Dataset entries
____________________
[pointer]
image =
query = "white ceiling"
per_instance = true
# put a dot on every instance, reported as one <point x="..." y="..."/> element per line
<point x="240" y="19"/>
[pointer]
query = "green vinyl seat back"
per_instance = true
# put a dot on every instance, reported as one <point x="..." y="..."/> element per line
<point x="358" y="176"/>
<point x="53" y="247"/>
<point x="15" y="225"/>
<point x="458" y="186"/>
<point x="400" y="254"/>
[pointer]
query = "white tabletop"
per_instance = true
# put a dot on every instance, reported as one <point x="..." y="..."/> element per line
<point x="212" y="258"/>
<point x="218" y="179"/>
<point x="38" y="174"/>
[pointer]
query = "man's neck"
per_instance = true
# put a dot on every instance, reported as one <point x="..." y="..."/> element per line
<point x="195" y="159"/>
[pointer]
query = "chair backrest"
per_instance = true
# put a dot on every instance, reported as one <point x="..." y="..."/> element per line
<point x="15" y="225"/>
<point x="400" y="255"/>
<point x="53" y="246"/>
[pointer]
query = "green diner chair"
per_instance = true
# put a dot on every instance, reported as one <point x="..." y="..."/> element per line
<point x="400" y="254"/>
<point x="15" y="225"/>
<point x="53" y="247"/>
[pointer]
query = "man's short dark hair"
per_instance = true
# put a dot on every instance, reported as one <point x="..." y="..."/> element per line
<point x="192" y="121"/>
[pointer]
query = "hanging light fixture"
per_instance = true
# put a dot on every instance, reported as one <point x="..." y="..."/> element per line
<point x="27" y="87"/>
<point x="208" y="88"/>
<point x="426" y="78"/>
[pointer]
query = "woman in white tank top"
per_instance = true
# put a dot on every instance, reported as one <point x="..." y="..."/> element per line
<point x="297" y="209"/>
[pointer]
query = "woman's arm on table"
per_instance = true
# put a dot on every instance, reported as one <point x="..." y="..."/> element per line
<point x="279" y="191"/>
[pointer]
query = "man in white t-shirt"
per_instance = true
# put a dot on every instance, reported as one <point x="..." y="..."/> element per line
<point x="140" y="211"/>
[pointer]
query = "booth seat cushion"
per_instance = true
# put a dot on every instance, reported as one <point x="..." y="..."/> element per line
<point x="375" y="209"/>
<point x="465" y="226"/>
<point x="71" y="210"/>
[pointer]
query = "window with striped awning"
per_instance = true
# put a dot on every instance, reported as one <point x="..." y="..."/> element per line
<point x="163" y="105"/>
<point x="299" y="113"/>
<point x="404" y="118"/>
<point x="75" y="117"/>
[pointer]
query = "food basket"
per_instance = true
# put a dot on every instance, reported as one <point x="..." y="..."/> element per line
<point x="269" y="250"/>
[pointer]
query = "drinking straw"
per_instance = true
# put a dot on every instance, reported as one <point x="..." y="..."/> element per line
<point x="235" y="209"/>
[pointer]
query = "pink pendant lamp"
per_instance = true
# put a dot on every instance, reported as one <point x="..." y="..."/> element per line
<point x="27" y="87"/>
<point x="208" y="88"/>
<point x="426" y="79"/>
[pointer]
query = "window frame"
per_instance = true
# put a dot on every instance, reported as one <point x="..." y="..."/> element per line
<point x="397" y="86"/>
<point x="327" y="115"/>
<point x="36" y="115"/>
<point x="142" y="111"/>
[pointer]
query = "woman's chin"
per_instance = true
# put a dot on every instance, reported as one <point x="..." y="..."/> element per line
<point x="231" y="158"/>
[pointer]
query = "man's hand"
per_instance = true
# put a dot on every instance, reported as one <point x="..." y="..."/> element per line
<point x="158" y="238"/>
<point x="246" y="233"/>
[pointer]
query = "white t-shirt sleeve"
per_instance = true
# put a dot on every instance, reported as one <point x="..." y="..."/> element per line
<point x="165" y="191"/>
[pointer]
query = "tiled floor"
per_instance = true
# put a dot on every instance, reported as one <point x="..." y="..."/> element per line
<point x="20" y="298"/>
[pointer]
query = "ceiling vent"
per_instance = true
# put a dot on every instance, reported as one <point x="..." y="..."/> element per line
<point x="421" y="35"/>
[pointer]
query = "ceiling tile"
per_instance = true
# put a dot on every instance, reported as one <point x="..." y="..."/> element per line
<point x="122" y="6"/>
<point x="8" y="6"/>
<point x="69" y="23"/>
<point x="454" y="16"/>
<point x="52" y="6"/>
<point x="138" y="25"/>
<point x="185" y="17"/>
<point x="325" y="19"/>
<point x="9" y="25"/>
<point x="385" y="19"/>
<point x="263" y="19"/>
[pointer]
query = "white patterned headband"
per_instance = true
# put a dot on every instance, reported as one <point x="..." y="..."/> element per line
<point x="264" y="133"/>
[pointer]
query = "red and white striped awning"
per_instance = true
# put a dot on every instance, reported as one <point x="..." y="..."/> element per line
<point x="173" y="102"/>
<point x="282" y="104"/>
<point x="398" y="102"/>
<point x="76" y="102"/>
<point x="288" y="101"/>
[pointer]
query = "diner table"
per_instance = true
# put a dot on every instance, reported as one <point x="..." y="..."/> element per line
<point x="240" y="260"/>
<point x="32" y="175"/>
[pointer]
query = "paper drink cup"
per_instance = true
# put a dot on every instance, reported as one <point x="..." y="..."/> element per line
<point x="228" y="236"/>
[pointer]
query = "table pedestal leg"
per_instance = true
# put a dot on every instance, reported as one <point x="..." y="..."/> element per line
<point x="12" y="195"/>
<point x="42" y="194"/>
____________________
- EXERCISE -
Each line with the word "awning" in the records above belongs in the result; copy all of them.

- TASK SOLUTION -
query = "window with striped awning"
query = "red and white striped awning"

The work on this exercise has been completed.